Records from a collection:
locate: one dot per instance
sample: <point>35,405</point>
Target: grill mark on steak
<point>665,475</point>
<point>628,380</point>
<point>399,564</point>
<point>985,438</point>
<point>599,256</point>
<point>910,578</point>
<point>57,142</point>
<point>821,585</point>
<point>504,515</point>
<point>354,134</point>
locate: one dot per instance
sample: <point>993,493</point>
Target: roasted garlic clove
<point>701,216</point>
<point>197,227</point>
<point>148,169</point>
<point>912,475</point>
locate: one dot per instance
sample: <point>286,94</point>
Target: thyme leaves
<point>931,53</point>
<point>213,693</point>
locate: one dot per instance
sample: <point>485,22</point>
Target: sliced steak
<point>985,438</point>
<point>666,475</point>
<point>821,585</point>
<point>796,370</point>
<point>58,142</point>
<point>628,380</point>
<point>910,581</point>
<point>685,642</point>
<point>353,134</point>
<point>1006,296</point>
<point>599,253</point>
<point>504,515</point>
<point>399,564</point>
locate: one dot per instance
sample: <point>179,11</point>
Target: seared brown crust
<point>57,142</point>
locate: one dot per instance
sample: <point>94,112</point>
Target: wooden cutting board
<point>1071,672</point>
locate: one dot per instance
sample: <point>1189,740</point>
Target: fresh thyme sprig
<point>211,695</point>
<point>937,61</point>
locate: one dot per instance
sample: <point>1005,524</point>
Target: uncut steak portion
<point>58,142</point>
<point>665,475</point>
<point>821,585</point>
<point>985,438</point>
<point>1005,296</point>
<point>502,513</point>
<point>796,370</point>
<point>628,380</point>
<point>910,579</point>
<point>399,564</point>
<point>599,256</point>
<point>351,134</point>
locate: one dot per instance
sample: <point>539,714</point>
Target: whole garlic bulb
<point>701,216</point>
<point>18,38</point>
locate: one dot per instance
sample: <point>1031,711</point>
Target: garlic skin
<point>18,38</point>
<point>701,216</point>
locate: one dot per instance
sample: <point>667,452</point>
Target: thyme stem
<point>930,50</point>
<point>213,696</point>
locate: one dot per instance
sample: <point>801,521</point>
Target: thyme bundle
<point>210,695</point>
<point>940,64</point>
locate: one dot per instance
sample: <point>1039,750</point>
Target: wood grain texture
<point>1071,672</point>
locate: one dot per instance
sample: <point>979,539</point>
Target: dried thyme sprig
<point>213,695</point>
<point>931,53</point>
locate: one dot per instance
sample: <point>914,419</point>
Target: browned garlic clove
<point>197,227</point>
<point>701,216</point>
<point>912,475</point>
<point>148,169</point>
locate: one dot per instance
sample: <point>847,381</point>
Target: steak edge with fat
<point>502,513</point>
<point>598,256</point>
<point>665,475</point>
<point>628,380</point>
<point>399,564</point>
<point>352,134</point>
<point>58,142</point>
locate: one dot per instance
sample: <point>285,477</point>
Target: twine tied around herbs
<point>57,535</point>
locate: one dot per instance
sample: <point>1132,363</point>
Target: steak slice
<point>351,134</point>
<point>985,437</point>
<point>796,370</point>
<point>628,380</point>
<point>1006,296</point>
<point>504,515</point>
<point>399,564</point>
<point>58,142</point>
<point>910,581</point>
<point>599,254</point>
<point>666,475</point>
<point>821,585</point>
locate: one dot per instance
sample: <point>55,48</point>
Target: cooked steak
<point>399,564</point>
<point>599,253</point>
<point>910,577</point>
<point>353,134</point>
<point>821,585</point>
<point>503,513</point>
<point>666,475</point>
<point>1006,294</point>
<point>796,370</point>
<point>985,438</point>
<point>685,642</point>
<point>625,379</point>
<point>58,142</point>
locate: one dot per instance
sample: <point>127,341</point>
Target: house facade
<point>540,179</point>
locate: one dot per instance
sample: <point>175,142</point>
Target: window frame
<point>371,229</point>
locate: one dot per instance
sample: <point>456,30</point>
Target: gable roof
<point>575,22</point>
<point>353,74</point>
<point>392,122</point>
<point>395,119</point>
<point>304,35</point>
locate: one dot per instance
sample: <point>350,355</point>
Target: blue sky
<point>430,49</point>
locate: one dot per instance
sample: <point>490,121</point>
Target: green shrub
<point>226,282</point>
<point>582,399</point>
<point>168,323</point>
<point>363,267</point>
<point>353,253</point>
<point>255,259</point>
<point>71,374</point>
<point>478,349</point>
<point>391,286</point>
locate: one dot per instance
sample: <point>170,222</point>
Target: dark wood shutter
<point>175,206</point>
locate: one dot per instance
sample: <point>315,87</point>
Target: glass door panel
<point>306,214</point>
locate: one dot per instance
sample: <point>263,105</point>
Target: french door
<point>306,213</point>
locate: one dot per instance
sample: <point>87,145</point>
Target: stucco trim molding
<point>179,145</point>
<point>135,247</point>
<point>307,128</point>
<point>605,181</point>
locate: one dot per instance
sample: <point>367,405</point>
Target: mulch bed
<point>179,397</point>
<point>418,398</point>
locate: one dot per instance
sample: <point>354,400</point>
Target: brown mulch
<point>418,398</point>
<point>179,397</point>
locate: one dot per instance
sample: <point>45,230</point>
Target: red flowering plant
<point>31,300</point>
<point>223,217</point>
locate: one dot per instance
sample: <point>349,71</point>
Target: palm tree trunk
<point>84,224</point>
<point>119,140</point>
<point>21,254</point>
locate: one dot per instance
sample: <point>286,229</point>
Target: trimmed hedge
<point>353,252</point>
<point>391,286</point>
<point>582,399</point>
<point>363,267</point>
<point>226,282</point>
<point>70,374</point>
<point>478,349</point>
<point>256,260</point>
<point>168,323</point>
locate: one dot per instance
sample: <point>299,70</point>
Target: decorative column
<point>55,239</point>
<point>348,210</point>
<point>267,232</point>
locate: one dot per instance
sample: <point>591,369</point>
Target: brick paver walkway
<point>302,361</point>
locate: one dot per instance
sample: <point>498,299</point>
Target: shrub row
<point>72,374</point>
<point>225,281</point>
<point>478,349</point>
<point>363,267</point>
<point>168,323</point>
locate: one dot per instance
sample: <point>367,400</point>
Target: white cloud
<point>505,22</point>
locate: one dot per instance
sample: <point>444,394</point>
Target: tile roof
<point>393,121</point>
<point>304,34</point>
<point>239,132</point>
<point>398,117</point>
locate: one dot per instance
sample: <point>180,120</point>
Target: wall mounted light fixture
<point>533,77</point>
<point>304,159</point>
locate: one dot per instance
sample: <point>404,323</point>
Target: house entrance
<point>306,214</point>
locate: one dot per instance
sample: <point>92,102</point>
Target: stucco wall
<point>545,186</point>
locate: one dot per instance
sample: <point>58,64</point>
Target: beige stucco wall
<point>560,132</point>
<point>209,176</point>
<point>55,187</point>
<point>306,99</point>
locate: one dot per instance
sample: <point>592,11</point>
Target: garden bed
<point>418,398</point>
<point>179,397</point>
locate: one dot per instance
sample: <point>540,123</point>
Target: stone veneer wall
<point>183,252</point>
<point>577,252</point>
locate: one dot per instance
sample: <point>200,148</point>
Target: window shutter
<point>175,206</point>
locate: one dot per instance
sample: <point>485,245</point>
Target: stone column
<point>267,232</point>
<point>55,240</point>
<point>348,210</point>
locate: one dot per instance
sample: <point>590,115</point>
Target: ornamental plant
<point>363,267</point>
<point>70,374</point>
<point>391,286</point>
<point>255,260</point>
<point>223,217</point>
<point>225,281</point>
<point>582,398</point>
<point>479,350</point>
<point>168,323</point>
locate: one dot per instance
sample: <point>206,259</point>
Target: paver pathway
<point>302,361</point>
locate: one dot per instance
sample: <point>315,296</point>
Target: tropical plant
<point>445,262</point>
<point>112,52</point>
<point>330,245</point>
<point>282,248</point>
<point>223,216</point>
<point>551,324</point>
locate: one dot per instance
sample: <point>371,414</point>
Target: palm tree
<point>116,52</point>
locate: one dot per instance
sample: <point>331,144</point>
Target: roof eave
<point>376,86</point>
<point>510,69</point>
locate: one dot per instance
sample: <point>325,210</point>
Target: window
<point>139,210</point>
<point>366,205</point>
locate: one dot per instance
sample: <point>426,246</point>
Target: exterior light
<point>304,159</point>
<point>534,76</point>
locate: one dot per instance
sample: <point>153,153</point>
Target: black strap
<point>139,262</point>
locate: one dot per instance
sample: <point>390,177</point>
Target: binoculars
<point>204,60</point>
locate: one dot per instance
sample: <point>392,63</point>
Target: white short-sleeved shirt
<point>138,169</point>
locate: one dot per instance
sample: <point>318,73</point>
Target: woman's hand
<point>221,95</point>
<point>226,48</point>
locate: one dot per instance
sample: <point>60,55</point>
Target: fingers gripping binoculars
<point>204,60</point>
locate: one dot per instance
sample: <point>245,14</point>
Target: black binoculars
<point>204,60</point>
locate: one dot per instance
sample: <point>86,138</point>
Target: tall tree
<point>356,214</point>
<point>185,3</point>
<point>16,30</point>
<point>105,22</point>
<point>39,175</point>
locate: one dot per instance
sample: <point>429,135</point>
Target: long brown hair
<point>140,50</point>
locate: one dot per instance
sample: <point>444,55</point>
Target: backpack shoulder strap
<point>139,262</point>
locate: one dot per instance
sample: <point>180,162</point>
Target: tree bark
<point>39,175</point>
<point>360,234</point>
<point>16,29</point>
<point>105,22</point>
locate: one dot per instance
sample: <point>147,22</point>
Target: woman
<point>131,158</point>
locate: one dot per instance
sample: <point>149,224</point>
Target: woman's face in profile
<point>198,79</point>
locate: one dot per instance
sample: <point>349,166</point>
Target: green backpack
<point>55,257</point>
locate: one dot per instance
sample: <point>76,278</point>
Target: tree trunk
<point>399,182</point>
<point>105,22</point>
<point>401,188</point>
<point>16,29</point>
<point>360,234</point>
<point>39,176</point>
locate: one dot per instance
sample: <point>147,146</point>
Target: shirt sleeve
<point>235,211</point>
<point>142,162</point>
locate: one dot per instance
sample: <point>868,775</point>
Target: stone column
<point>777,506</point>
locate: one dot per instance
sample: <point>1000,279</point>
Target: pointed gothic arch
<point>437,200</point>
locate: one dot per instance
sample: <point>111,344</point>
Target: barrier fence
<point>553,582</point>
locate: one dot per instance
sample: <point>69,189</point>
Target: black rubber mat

## Stated task
Express the lines from the start through the line containing "<point>213,693</point>" as a two-column CSV with the headers text and answer. Give one row for each run beginning at a "locate" line. Put the run's wording and its answer points each in a single quoted field, with line breaks turned into spaces.

## Answer below
text,answer
"locate: one dot per instance sample: <point>35,405</point> Target: grill mark on steak","<point>665,475</point> <point>628,380</point> <point>399,564</point> <point>985,438</point> <point>599,256</point> <point>910,578</point> <point>57,142</point> <point>821,585</point> <point>504,515</point> <point>354,134</point>"
"locate: one dot per instance sample: <point>993,493</point> Target: roasted garlic clove","<point>701,216</point> <point>197,227</point> <point>148,169</point> <point>912,475</point>"
"locate: one dot per instance sample: <point>286,94</point> Target: thyme leaves","<point>931,53</point> <point>213,693</point>"